Extract each line of the saved entries below that contains the string "logo".

## BEGIN Entries shown

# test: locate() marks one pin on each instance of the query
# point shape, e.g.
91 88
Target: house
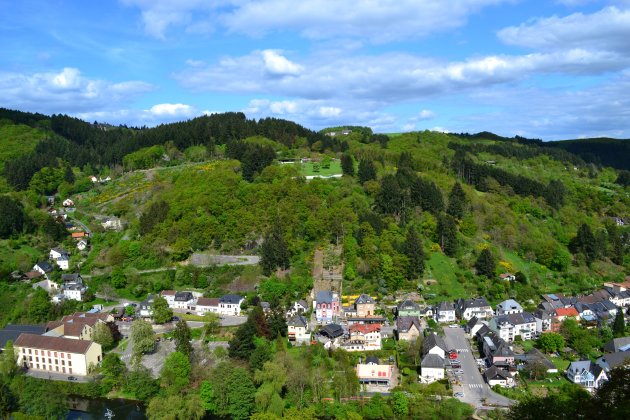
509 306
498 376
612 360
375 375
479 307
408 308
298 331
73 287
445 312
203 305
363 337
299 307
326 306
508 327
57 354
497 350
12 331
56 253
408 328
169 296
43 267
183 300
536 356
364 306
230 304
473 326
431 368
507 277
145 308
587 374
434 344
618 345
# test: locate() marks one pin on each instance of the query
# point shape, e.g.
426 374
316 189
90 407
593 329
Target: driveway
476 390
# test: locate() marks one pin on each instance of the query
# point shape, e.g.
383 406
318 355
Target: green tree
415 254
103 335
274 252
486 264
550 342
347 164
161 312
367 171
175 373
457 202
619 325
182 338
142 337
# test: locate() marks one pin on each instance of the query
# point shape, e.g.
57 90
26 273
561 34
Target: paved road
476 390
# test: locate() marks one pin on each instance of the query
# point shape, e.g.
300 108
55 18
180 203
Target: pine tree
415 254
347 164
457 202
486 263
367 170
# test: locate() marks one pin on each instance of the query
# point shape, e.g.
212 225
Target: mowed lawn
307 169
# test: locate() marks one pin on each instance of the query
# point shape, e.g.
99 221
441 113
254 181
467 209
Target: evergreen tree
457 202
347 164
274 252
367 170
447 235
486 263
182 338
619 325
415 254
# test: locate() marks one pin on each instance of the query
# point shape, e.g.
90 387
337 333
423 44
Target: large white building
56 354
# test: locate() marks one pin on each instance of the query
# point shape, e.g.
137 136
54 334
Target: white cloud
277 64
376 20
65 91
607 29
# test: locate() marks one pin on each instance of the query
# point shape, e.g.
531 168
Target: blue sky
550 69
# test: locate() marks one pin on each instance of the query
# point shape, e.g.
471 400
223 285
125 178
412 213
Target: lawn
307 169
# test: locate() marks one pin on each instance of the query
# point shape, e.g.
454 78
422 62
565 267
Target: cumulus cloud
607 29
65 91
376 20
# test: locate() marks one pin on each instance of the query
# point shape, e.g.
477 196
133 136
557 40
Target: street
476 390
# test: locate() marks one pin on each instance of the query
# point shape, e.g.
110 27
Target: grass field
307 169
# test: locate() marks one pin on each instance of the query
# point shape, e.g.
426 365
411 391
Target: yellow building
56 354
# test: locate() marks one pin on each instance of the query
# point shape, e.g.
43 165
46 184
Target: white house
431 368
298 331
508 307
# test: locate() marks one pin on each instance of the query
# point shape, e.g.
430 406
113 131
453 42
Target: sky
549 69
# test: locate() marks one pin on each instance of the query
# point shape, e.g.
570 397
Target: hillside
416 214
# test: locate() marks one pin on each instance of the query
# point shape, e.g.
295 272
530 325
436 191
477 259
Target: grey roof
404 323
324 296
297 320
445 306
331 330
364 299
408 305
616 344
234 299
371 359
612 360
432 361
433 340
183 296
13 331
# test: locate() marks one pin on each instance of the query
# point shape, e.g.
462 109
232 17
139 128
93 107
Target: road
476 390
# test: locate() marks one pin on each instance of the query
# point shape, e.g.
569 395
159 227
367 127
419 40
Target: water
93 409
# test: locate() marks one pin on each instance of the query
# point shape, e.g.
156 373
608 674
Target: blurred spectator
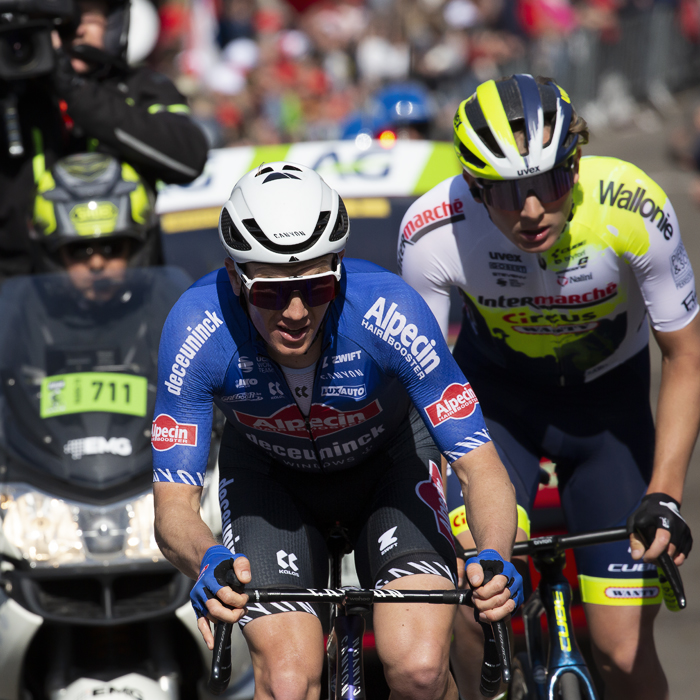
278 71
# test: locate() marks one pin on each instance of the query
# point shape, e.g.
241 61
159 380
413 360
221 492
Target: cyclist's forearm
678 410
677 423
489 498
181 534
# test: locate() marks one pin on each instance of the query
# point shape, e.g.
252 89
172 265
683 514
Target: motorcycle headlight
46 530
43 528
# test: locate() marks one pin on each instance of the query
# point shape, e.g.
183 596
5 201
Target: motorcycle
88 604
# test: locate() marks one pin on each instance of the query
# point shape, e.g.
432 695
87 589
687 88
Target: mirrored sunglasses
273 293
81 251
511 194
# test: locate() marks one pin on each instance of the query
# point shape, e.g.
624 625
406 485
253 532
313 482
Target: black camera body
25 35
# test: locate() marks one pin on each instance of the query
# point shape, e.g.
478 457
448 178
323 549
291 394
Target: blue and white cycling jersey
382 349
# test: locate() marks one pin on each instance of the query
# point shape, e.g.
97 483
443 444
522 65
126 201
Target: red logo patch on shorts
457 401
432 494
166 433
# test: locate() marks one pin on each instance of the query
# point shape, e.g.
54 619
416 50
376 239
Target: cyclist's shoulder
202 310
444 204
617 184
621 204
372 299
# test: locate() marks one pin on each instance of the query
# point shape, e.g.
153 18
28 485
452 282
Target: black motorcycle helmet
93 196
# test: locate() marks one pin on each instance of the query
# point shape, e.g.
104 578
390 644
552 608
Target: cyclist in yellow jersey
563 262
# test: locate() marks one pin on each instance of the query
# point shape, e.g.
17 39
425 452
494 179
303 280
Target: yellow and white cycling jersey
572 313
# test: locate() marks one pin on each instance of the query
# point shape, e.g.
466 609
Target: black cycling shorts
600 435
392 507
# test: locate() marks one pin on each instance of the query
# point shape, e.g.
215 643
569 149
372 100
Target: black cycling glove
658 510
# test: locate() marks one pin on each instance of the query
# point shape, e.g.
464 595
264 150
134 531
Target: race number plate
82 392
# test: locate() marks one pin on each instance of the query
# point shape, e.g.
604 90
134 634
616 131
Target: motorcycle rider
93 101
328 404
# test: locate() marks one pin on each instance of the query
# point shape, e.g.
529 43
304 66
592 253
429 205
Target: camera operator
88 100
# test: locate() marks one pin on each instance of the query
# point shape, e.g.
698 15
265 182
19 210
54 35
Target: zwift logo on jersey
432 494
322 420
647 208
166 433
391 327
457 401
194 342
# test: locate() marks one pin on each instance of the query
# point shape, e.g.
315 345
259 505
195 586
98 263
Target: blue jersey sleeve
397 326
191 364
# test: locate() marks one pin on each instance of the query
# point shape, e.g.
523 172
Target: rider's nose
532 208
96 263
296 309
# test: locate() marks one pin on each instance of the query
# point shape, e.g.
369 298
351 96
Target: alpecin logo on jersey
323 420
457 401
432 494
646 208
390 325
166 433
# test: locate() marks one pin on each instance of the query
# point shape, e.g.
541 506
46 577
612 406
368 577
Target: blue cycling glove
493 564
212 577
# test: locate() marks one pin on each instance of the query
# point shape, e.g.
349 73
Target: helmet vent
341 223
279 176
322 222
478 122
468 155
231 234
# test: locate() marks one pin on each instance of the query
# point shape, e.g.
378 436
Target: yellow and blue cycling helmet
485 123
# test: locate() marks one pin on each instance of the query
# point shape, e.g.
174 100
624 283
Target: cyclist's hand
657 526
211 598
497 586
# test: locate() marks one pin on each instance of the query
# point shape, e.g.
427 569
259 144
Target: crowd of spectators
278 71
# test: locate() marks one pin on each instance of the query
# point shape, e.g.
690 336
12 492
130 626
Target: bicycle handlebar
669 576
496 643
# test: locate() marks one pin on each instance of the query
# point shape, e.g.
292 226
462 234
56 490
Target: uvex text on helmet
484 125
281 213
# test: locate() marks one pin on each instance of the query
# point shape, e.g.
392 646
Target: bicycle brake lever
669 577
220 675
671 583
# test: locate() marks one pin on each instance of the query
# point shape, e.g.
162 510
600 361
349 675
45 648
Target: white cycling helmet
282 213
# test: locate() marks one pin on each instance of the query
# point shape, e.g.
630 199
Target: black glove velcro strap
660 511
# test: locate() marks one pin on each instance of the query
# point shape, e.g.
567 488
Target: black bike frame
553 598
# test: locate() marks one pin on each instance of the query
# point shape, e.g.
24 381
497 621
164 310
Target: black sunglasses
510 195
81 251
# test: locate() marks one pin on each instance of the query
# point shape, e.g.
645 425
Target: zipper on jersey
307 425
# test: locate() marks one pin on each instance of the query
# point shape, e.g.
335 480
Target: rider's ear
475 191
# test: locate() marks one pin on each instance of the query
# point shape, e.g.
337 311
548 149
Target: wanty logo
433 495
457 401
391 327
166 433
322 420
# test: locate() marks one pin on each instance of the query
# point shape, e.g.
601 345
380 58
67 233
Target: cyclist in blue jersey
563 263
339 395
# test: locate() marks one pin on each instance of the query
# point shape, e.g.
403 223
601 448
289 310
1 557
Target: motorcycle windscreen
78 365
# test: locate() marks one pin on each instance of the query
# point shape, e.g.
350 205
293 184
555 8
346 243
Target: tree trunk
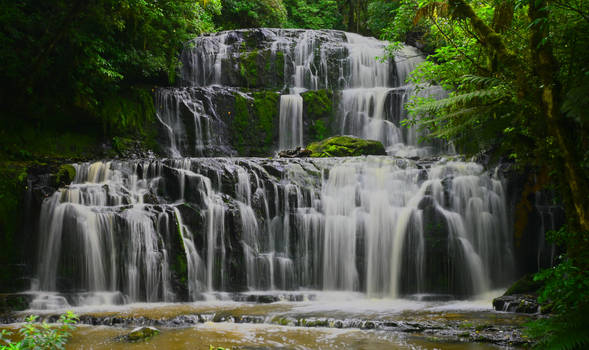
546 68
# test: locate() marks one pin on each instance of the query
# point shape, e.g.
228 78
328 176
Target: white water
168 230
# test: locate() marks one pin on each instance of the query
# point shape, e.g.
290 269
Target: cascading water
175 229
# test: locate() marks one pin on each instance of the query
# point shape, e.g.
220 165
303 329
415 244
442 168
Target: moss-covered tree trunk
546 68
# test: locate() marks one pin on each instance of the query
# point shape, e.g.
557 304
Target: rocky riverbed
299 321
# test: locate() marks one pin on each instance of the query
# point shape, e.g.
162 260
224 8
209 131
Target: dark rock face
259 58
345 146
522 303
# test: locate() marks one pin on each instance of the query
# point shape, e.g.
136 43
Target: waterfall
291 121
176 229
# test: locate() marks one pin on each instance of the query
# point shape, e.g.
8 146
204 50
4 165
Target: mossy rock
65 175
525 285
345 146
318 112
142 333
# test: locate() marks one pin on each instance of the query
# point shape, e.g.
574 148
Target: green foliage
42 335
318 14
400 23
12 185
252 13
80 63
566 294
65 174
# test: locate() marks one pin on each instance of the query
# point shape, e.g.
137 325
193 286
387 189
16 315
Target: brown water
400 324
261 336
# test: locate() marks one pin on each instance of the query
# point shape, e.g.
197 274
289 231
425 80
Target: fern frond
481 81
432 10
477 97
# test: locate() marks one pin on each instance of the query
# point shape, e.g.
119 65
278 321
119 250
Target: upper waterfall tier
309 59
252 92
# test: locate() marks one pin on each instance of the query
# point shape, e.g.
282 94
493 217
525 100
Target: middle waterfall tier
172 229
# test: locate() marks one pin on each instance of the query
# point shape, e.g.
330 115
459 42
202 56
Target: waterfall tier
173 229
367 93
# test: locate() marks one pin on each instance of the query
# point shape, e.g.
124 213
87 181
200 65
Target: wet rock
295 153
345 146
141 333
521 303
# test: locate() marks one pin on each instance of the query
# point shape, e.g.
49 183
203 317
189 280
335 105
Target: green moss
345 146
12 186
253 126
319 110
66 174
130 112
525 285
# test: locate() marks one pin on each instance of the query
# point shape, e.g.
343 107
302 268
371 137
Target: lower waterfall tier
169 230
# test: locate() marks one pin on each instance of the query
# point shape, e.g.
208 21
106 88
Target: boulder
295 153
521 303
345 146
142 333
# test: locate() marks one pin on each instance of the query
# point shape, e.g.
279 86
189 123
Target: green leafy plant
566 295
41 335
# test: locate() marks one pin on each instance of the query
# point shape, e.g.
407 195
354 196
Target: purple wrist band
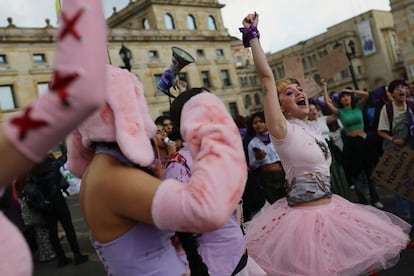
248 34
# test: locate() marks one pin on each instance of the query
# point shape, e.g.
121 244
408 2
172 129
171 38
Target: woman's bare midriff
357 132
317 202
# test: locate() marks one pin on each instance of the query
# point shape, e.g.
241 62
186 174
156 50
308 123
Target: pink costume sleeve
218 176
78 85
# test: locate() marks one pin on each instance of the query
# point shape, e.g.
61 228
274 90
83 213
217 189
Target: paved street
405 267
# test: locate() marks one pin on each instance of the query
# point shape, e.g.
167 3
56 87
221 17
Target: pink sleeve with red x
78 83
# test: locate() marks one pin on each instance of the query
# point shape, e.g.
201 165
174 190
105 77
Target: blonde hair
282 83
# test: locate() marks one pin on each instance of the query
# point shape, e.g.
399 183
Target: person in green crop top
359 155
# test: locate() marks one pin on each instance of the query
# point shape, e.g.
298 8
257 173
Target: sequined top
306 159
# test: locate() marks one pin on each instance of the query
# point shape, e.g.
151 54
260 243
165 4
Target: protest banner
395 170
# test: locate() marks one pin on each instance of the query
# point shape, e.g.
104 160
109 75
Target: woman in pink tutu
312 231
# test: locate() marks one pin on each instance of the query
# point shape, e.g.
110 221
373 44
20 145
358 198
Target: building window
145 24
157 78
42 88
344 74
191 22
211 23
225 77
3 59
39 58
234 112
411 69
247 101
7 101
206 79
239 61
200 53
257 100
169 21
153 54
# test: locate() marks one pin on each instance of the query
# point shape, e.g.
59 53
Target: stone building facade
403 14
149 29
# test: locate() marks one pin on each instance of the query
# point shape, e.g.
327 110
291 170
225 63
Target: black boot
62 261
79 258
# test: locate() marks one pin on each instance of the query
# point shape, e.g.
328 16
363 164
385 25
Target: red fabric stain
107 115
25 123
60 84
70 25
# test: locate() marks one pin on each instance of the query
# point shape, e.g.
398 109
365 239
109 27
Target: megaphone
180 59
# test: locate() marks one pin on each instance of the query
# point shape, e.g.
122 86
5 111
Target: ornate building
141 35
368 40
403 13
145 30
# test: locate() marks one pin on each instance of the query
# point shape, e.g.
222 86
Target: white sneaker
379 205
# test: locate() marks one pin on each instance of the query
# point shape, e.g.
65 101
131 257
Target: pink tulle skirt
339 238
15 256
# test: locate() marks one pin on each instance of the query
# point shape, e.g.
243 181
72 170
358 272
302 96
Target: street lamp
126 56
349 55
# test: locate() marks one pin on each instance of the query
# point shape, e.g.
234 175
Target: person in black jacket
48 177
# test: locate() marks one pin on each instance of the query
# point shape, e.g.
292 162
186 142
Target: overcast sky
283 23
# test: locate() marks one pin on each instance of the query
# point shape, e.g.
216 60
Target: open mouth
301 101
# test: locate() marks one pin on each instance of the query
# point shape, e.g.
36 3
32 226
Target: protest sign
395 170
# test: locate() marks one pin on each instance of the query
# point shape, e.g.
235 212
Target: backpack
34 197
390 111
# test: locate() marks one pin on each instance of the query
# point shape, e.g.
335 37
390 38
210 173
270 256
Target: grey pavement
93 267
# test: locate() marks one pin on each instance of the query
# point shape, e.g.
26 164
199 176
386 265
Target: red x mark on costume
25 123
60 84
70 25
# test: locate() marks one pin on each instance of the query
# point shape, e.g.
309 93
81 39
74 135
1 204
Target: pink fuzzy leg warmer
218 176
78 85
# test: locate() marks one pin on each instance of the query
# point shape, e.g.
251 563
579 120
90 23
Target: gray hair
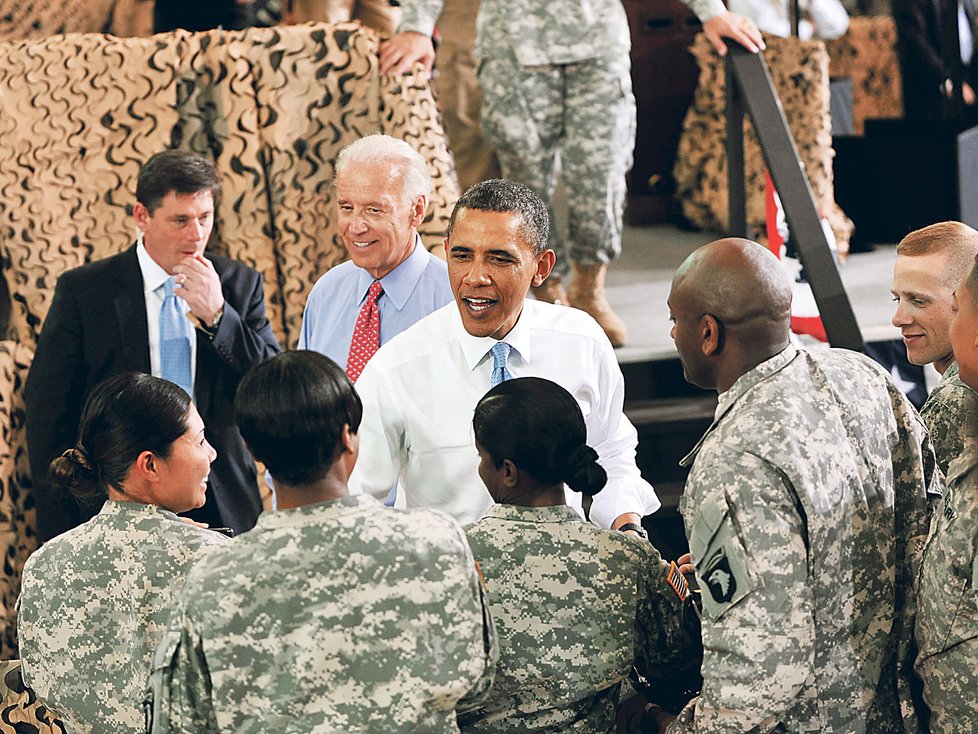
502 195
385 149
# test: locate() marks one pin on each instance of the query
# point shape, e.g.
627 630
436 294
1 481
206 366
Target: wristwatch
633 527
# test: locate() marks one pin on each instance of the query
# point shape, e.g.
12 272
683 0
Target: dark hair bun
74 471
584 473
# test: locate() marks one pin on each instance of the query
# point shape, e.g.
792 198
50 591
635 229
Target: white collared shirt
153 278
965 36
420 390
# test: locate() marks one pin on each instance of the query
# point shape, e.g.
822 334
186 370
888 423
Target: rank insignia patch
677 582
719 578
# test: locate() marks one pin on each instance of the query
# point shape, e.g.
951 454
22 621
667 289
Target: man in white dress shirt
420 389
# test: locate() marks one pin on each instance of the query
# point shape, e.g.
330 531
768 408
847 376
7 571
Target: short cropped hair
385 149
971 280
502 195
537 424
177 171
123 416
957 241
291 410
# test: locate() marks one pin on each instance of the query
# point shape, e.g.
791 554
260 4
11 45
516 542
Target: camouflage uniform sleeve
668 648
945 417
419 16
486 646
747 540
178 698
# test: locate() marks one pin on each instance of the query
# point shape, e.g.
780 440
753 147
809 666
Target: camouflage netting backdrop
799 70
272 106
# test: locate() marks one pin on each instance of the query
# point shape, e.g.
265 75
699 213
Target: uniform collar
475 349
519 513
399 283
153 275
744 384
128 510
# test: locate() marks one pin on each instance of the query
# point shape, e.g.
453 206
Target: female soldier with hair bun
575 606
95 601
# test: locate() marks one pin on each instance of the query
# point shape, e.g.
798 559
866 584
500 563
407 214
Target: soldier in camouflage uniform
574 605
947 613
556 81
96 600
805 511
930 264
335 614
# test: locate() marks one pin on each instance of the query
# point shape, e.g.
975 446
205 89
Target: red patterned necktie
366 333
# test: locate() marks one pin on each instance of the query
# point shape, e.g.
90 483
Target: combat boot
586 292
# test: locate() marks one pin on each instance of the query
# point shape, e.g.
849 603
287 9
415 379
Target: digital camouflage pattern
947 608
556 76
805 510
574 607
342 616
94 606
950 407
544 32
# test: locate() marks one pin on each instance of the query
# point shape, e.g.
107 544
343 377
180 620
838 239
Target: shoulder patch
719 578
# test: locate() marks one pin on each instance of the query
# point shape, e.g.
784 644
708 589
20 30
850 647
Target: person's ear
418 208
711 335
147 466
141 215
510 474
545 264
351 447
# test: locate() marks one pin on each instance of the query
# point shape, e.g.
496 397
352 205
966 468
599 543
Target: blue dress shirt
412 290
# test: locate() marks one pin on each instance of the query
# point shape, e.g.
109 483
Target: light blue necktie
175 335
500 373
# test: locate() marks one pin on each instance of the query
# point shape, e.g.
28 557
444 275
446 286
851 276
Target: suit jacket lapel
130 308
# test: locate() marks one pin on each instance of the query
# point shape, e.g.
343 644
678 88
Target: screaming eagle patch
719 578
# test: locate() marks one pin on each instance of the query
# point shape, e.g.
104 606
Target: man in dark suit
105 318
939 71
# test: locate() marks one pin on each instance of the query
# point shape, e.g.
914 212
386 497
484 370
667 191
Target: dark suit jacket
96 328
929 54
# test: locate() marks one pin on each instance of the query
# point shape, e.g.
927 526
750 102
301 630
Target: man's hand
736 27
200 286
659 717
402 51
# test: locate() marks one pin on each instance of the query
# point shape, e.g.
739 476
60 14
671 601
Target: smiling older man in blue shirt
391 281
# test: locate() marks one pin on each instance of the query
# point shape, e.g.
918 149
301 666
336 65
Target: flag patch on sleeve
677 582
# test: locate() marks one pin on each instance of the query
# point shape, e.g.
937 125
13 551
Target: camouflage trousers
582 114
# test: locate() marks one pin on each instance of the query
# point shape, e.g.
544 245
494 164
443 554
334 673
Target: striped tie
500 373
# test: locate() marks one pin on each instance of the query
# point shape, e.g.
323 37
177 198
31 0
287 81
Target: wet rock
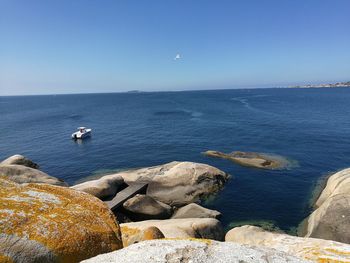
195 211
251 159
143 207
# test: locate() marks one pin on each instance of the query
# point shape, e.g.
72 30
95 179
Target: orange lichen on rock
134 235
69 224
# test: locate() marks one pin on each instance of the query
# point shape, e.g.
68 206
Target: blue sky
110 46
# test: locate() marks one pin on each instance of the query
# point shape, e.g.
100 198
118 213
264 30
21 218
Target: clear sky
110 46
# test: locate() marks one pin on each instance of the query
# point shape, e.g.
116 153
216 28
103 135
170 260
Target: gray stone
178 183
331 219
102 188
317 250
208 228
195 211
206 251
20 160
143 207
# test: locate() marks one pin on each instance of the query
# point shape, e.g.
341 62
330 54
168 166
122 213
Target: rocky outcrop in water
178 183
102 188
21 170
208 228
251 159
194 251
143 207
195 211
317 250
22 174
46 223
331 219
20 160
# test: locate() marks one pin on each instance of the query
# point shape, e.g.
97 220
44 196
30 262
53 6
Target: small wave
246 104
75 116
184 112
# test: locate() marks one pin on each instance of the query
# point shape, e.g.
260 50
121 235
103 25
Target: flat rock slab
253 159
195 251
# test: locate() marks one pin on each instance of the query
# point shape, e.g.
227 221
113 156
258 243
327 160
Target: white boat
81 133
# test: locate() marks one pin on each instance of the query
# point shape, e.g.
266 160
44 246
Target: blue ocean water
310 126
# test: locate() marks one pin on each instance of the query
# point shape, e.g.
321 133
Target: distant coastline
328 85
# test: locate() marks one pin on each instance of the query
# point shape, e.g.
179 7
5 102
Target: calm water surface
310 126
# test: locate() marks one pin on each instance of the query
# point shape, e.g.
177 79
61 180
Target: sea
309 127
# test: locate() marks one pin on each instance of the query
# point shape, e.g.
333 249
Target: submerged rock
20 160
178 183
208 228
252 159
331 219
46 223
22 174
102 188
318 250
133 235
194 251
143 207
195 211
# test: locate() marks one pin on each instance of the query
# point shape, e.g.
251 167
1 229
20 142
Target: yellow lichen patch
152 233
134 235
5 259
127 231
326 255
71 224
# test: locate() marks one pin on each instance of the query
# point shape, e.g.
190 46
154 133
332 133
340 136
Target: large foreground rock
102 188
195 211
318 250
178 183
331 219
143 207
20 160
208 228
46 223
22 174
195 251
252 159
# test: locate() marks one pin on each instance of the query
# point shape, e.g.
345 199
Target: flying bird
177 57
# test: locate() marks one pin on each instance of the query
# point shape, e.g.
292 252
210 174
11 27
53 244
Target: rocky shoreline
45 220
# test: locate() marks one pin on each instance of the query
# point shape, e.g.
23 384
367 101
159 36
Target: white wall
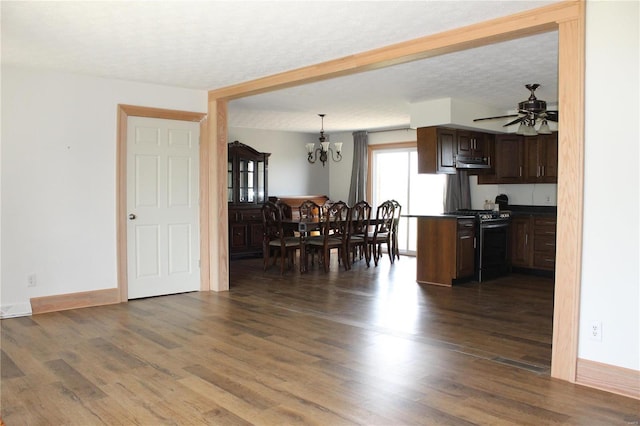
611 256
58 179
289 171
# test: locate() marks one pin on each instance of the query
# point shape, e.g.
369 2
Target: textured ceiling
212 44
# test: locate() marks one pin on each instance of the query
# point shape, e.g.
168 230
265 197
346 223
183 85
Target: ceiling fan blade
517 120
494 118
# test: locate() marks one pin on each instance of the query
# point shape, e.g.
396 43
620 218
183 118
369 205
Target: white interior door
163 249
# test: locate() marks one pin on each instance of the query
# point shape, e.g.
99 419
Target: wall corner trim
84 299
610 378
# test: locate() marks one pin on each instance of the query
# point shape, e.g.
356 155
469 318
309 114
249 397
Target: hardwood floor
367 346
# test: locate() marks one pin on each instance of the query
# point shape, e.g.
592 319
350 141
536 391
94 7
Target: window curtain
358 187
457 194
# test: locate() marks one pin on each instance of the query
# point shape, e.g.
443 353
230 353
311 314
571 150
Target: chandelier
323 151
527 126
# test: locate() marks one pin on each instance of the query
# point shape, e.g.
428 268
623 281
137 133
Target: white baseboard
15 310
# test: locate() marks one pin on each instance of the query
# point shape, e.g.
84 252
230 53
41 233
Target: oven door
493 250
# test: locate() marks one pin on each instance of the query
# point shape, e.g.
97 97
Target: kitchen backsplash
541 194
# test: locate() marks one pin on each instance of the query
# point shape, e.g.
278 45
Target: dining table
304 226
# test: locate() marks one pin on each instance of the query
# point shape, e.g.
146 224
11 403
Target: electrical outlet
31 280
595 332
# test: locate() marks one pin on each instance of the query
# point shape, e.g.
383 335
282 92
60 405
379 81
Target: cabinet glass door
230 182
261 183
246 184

## END Entries shown

• [Answer in full]
Target: red logo patch on shorts
Target: zwift logo on jersey
Target: alpecin logo on jersey
Target: wanty logo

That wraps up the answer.